**Requirement**
Reproduce the items below, starting at the beginning and going on through the line with "xmin=173 ymin=0 xmax=245 ymax=215", including that line. Omit the pictures.
:: Record excerpts ::
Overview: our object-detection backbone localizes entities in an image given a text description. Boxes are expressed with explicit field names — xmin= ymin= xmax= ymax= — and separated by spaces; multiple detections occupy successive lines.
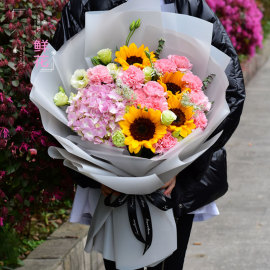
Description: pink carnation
xmin=87 ymin=65 xmax=113 ymax=85
xmin=134 ymin=81 xmax=168 ymax=111
xmin=120 ymin=66 xmax=144 ymax=90
xmin=155 ymin=59 xmax=177 ymax=74
xmin=193 ymin=111 xmax=207 ymax=129
xmin=154 ymin=132 xmax=178 ymax=154
xmin=189 ymin=90 xmax=211 ymax=111
xmin=143 ymin=81 xmax=166 ymax=97
xmin=168 ymin=55 xmax=192 ymax=71
xmin=182 ymin=72 xmax=203 ymax=91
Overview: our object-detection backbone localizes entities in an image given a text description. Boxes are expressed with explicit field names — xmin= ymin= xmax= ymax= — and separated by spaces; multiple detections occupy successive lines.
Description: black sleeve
xmin=173 ymin=0 xmax=245 ymax=215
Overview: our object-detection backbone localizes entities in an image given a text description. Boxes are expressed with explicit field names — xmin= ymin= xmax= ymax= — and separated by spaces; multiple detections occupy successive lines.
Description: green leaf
xmin=7 ymin=163 xmax=21 ymax=175
xmin=43 ymin=10 xmax=52 ymax=16
xmin=0 ymin=14 xmax=6 ymax=22
xmin=4 ymin=29 xmax=11 ymax=37
xmin=11 ymin=80 xmax=20 ymax=87
xmin=8 ymin=62 xmax=16 ymax=70
xmin=43 ymin=31 xmax=51 ymax=37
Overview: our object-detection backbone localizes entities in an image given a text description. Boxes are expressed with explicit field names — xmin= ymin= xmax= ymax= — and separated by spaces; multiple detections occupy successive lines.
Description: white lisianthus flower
xmin=70 ymin=69 xmax=89 ymax=89
xmin=97 ymin=49 xmax=112 ymax=65
xmin=53 ymin=86 xmax=69 ymax=106
xmin=161 ymin=110 xmax=177 ymax=126
xmin=107 ymin=63 xmax=120 ymax=79
xmin=143 ymin=67 xmax=155 ymax=82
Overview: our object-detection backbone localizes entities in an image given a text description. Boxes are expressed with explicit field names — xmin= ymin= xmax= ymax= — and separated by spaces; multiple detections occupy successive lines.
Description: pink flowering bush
xmin=0 ymin=0 xmax=73 ymax=260
xmin=207 ymin=0 xmax=263 ymax=56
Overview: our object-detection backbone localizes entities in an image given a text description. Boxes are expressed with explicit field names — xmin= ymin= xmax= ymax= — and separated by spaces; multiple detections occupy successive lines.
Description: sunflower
xmin=119 ymin=106 xmax=167 ymax=154
xmin=158 ymin=71 xmax=186 ymax=96
xmin=114 ymin=43 xmax=156 ymax=70
xmin=168 ymin=95 xmax=196 ymax=138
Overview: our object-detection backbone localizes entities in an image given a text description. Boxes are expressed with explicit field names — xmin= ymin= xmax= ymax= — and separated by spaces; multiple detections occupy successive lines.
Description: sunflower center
xmin=170 ymin=108 xmax=186 ymax=127
xmin=166 ymin=83 xmax=181 ymax=95
xmin=126 ymin=56 xmax=143 ymax=65
xmin=130 ymin=117 xmax=156 ymax=141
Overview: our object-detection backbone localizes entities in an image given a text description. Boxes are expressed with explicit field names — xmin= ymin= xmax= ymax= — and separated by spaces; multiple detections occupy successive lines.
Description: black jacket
xmin=52 ymin=0 xmax=245 ymax=217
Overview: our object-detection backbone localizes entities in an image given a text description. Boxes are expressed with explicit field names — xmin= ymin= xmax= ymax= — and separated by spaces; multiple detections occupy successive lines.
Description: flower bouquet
xmin=31 ymin=0 xmax=229 ymax=269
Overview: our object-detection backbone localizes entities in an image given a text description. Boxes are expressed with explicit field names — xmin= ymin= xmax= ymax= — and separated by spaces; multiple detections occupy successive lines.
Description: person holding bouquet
xmin=49 ymin=0 xmax=245 ymax=270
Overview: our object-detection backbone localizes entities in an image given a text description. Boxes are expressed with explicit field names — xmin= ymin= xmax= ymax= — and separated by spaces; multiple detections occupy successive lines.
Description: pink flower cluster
xmin=155 ymin=55 xmax=192 ymax=74
xmin=87 ymin=65 xmax=113 ymax=85
xmin=67 ymin=84 xmax=126 ymax=144
xmin=207 ymin=0 xmax=263 ymax=56
xmin=66 ymin=47 xmax=211 ymax=154
xmin=134 ymin=81 xmax=168 ymax=111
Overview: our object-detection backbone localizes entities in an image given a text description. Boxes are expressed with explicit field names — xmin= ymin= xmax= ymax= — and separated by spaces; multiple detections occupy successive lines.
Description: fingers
xmin=161 ymin=177 xmax=176 ymax=196
xmin=101 ymin=185 xmax=120 ymax=197
xmin=164 ymin=181 xmax=175 ymax=196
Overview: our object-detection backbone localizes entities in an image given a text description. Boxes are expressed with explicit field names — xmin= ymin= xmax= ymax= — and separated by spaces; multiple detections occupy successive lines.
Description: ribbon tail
xmin=127 ymin=195 xmax=145 ymax=244
xmin=137 ymin=196 xmax=153 ymax=255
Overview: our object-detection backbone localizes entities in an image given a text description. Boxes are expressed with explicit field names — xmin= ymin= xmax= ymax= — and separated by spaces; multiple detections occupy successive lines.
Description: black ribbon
xmin=104 ymin=190 xmax=174 ymax=254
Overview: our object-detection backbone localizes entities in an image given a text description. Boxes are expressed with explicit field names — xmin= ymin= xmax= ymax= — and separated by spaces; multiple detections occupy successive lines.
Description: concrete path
xmin=184 ymin=56 xmax=270 ymax=270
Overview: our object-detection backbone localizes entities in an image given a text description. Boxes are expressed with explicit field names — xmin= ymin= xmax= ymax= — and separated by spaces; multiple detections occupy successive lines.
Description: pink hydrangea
xmin=193 ymin=111 xmax=207 ymax=129
xmin=120 ymin=66 xmax=144 ymax=90
xmin=154 ymin=59 xmax=177 ymax=74
xmin=189 ymin=90 xmax=211 ymax=111
xmin=168 ymin=55 xmax=192 ymax=71
xmin=87 ymin=65 xmax=113 ymax=85
xmin=67 ymin=84 xmax=126 ymax=144
xmin=142 ymin=81 xmax=166 ymax=97
xmin=154 ymin=131 xmax=178 ymax=154
xmin=134 ymin=81 xmax=168 ymax=111
xmin=182 ymin=72 xmax=203 ymax=91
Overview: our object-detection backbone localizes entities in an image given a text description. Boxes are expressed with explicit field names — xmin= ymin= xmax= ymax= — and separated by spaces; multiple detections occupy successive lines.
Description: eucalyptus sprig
xmin=126 ymin=19 xmax=141 ymax=46
xmin=155 ymin=38 xmax=165 ymax=59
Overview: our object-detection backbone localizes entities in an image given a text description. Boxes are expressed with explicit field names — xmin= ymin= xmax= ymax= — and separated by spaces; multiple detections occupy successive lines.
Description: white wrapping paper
xmin=30 ymin=0 xmax=229 ymax=270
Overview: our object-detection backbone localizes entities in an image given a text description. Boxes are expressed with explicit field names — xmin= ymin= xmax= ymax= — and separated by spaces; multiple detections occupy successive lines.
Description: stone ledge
xmin=17 ymin=38 xmax=270 ymax=270
xmin=17 ymin=222 xmax=104 ymax=270
xmin=241 ymin=37 xmax=270 ymax=84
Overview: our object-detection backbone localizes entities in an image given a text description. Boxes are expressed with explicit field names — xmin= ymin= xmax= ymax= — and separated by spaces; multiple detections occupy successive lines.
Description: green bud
xmin=107 ymin=63 xmax=119 ymax=79
xmin=97 ymin=49 xmax=112 ymax=65
xmin=112 ymin=130 xmax=126 ymax=147
xmin=70 ymin=69 xmax=89 ymax=89
xmin=135 ymin=19 xmax=141 ymax=29
xmin=129 ymin=21 xmax=136 ymax=31
xmin=91 ymin=56 xmax=101 ymax=66
xmin=144 ymin=50 xmax=151 ymax=59
xmin=53 ymin=92 xmax=68 ymax=106
xmin=68 ymin=92 xmax=76 ymax=104
xmin=161 ymin=110 xmax=177 ymax=126
xmin=58 ymin=86 xmax=65 ymax=93
xmin=143 ymin=67 xmax=155 ymax=82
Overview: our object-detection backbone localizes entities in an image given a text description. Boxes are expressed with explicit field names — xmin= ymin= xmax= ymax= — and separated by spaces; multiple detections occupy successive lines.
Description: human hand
xmin=160 ymin=176 xmax=176 ymax=196
xmin=101 ymin=185 xmax=120 ymax=197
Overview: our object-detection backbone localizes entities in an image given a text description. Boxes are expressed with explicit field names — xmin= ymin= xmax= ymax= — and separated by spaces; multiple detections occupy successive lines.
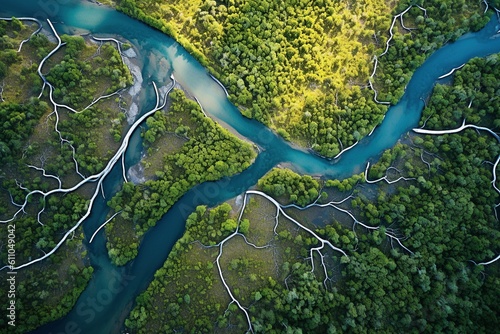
:::
**Answer for the task**
Overview: our object-detection backbone localizes entities in an image given a text description. Boxes are expressed with explicit field names — xmin= ymin= xmax= ymax= — and separated by spaces; multiple detections occupy successive lines.
Description: pink carnation
xmin=87 ymin=65 xmax=113 ymax=85
xmin=134 ymin=81 xmax=168 ymax=111
xmin=120 ymin=66 xmax=144 ymax=90
xmin=155 ymin=59 xmax=177 ymax=74
xmin=193 ymin=111 xmax=207 ymax=129
xmin=154 ymin=132 xmax=178 ymax=154
xmin=189 ymin=90 xmax=211 ymax=111
xmin=143 ymin=81 xmax=166 ymax=97
xmin=168 ymin=55 xmax=192 ymax=71
xmin=182 ymin=72 xmax=203 ymax=91
Overview: our object-detection backbone localizes entities in an image given a text description. Boxes are expressed with explicit field names — xmin= ymin= xmax= ymax= — and separated by spaces; multiple detections occupy successive lines.
Description: black sleeve
xmin=173 ymin=0 xmax=245 ymax=215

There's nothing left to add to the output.